-- BEGIN AVAILABLE DATA --

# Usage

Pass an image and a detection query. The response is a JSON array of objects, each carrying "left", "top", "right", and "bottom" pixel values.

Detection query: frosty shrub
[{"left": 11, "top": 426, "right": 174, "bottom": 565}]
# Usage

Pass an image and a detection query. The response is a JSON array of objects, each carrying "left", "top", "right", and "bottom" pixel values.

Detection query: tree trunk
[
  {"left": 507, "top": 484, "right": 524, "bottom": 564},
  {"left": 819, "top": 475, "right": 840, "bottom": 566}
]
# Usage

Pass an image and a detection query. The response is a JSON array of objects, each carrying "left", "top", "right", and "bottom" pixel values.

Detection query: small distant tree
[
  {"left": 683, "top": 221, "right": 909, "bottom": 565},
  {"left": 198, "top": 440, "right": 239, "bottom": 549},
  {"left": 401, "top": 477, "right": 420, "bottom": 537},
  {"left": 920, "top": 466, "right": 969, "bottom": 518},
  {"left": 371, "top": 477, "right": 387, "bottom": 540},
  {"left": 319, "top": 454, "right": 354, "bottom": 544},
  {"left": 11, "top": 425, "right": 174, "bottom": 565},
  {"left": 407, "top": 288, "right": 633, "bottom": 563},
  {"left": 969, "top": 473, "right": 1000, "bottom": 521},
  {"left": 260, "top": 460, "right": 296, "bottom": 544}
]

-- END AVAILABLE DATA --

* _TASK TO CARRY OUT_
Return each entry from above without altering a single character.

* _SOLUTION BELOW_
# Usage

Pass an image and a detection query. The response is a JSON array of objects, each carrying "left", "top", "right", and "bottom" pixel values.

Detection query: frosty shrub
[{"left": 11, "top": 426, "right": 174, "bottom": 565}]
# Usage

Pass an image and a detection query. The response is a JSON array of objects, each carrying "left", "top", "right", and "bottom" pixel values.

Detection query: tree trunk
[
  {"left": 507, "top": 484, "right": 524, "bottom": 564},
  {"left": 819, "top": 475, "right": 840, "bottom": 566}
]
# Usage

Pass an image and a detection query. The response is a JSON array of objects, each carrying "left", "top", "right", and "bottom" pixel values.

Detection query: small distant tree
[
  {"left": 683, "top": 221, "right": 909, "bottom": 565},
  {"left": 198, "top": 440, "right": 239, "bottom": 549},
  {"left": 401, "top": 477, "right": 420, "bottom": 537},
  {"left": 920, "top": 466, "right": 969, "bottom": 518},
  {"left": 371, "top": 477, "right": 387, "bottom": 540},
  {"left": 319, "top": 454, "right": 354, "bottom": 544},
  {"left": 11, "top": 425, "right": 174, "bottom": 565},
  {"left": 407, "top": 288, "right": 633, "bottom": 563},
  {"left": 969, "top": 473, "right": 1000, "bottom": 521},
  {"left": 260, "top": 460, "right": 296, "bottom": 544}
]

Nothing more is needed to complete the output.